**Extrait du document**
Mais il n’y a pas que les vieux qui sont chiants. Les autres clients aussi, genre ces putains de clients qui passent à la caisse pour un article d’une valeur d’1,90 euros et qui vous donnent d’un air ravi un billet de 100 euros. Genre, sur ma gueule y’a écrit « banque ». Je me demande parfois… Ou encore l’enculé qui me paie 8 euros en pièce de 0,10 cents, voire moins, et là je déconne pas…
Enfin c’est la pause. Je déjeune, je sors sur la terrasse du magasin avec vue sur la route. J’ai 18 mn devant, 3mn par heure. Je bouffe un sandwich dégueulasse acheté sur place et en plus je donne du fric à super U. Quel putain de boulot.

Je suis affectée à une nouvelle caisse, je recommence le rituel du matin. Un client pressé se précipite à ma caisse et un bruit de casse résonne dans le magasin. Je lève les yeux au ciel. Le mec me regarde alors d’un air con et dit même pas pardon. Une odeur de poisson pourri se dégage de la caisse et je me questionne sérieusement sur ce qu’il comptait acheter…De la soupe de poisson en bouteille avec sa sauce à la rouille. Le bordel a la couleur et l’aspect de la merde et ça me fout la gerbe rien que de le regarder. J’appelle l’accueil, complètement dépitée et on me répond que la femme de ménage est absente cet après-midi. C’est à moi de nettoyer. J’encaisse le type qui se casse vite fait et me dirige vers la porte « privé » qui renferme le chariot à nettoyer. Lorsque j’arrive sur les lieux du crime, j’ai vraiment envie de dégueuler et je me demande encore comment font les gens pour bouffer cette merde dont les grumeaux semblent baigner dans des glaires. Et il n’est que 2h...j’y suis jusqu’à 20h…
Ce qui est complètement sidérant c’est de voir les mêmes clients toute la journée, voire plusieurs fois dans la semaine. Les mecs s’emmerdent tellement qu’ils passent leur temps dans le magasin à acheter des conneries. Certains viennent le matin, à midi, le soir. Ils achètent, consomment à loisir et semblent heureux de passer à ma caisse plusieurs fois. Dehors, il fait beau et je donnerais tout pour être à la plage et faire la crêpe…Mais non, tous ces cons préfèrent passer leur temps dans les magasins. Ca me dégoute, ça m’écœure, j’peux pas y faire mes courses, c’est plus fort que moi. Dès que le boulot se termine, je fuis l’endroit comme la peste…Les vieux, eux, s’y rassemblent, comme dans une clinique. Ils sont contents de claquer leur pognon pour engraisser le boss, ils ont l’impression d’avoir fait un truc dans la journée.

**Liste fournie**
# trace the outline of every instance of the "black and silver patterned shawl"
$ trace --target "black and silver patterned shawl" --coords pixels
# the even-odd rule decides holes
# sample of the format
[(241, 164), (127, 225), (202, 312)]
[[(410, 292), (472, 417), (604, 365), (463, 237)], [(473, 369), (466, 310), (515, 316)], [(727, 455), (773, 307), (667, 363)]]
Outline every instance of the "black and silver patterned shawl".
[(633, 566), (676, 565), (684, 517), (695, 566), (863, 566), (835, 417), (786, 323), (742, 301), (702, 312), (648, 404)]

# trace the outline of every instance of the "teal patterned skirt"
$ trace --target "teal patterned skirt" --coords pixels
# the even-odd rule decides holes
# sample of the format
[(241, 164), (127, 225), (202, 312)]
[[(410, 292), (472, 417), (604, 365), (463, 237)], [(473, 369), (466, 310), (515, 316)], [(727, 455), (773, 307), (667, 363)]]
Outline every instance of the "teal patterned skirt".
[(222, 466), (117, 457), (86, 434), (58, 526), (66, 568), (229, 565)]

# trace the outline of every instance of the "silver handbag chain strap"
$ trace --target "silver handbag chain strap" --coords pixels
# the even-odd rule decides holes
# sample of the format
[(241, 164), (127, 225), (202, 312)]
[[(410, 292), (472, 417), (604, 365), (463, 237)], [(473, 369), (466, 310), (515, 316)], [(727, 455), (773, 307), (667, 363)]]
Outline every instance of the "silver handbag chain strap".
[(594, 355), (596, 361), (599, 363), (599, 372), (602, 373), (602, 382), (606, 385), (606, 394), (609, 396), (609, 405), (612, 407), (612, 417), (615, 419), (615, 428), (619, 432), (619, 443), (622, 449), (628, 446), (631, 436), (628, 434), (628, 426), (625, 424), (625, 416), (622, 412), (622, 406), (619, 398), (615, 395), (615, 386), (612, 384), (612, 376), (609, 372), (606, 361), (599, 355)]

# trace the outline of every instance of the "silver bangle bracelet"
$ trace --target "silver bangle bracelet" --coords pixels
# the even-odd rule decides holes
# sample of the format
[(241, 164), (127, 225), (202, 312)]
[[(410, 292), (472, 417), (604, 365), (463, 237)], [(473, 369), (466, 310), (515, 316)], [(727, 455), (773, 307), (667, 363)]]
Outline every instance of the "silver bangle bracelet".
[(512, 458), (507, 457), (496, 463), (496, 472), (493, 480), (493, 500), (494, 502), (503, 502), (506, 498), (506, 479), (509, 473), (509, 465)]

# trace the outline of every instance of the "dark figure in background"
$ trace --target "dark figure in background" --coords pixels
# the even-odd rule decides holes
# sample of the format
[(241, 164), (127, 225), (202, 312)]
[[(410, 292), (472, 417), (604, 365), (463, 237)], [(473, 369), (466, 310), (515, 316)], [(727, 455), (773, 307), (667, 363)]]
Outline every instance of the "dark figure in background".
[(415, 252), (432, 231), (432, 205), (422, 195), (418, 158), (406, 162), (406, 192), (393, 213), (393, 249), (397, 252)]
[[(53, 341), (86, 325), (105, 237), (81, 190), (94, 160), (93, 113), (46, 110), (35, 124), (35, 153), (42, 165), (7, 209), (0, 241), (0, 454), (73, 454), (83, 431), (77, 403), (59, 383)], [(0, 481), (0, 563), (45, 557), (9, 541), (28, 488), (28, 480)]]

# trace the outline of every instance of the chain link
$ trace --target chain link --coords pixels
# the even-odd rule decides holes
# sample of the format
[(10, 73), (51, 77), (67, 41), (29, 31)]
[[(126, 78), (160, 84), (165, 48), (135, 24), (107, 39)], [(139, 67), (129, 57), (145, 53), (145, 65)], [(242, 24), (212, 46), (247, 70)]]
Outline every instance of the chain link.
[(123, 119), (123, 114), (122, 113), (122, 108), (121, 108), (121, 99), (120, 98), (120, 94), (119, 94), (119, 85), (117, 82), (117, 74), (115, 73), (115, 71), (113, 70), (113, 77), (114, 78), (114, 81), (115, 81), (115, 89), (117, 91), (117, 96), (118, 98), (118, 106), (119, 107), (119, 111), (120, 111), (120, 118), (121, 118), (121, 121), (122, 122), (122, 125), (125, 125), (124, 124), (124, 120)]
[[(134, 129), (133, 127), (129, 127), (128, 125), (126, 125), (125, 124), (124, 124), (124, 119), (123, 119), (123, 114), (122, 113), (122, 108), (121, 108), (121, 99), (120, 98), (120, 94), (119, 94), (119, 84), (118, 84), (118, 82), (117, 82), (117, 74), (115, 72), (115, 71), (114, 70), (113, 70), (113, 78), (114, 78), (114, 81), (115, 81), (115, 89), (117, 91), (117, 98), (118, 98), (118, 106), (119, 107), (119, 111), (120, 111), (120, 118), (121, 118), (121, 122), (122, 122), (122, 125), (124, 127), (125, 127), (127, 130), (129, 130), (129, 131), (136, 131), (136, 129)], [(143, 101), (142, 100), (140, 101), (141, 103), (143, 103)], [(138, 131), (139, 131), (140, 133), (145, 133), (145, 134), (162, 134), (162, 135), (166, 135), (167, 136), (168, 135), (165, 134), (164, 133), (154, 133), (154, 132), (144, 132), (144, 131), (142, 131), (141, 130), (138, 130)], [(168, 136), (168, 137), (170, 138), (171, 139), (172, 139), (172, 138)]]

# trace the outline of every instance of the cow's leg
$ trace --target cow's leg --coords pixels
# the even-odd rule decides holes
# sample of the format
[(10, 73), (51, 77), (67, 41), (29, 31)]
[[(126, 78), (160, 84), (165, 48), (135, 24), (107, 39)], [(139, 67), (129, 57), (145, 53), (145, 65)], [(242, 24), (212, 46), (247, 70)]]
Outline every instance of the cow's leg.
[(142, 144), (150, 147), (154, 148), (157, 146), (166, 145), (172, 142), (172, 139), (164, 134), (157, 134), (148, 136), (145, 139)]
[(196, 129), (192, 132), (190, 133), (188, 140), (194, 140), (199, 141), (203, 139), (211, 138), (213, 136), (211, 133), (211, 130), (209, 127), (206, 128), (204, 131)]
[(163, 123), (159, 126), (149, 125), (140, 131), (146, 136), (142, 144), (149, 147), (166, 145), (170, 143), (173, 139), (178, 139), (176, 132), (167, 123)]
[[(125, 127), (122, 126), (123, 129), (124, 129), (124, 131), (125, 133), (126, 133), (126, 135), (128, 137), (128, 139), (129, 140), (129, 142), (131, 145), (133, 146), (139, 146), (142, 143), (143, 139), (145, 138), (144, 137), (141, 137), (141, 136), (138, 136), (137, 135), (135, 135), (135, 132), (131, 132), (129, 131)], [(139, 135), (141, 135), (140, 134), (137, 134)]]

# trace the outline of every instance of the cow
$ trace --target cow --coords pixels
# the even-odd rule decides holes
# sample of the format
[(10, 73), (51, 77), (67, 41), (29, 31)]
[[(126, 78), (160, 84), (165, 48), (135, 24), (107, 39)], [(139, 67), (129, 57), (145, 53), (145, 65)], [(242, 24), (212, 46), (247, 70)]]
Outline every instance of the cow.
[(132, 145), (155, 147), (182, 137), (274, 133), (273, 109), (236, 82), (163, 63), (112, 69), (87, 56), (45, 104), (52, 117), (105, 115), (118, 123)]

**Tâches à réaliser**
#1 Répondez brièvement à ces questions sur le récit consacré au travail en caisse :
(a) Combien de minutes dure la pause mentionnée ?
(b) Quel produit se casse à la caisse ?
(c) Jusqu'à quelle heure la journée de travail se prolonge-t-elle ?
#2 Poursuivez le récit consacré au travail en caisse à partir de sa dernière phrase.

**Résultats par tâche**
#1
(a) 18 minutes.
(b) De la soupe de poisson en bouteille avec sa sauce à la rouille.
(c) Jusqu'à 20h.

#2
L’autre point intéressant à soulever sur les vieux, c’est ceux qui essaie de carotter. Et puis des merdes parfois, un journal à 2 euros, des sandales à la con ou encore un rouge-à-lèvre carrément dans le sac. Le truc qui me fait marrer silencieusement, c’est lorsque les mecs carottent des sacs à 0,40 cents et que je les vois. Je dis rien et ils sont fiers de pas s’être fait prendre, ça me fait mourir de rire. Ah putain de crise quand tu nous tiens !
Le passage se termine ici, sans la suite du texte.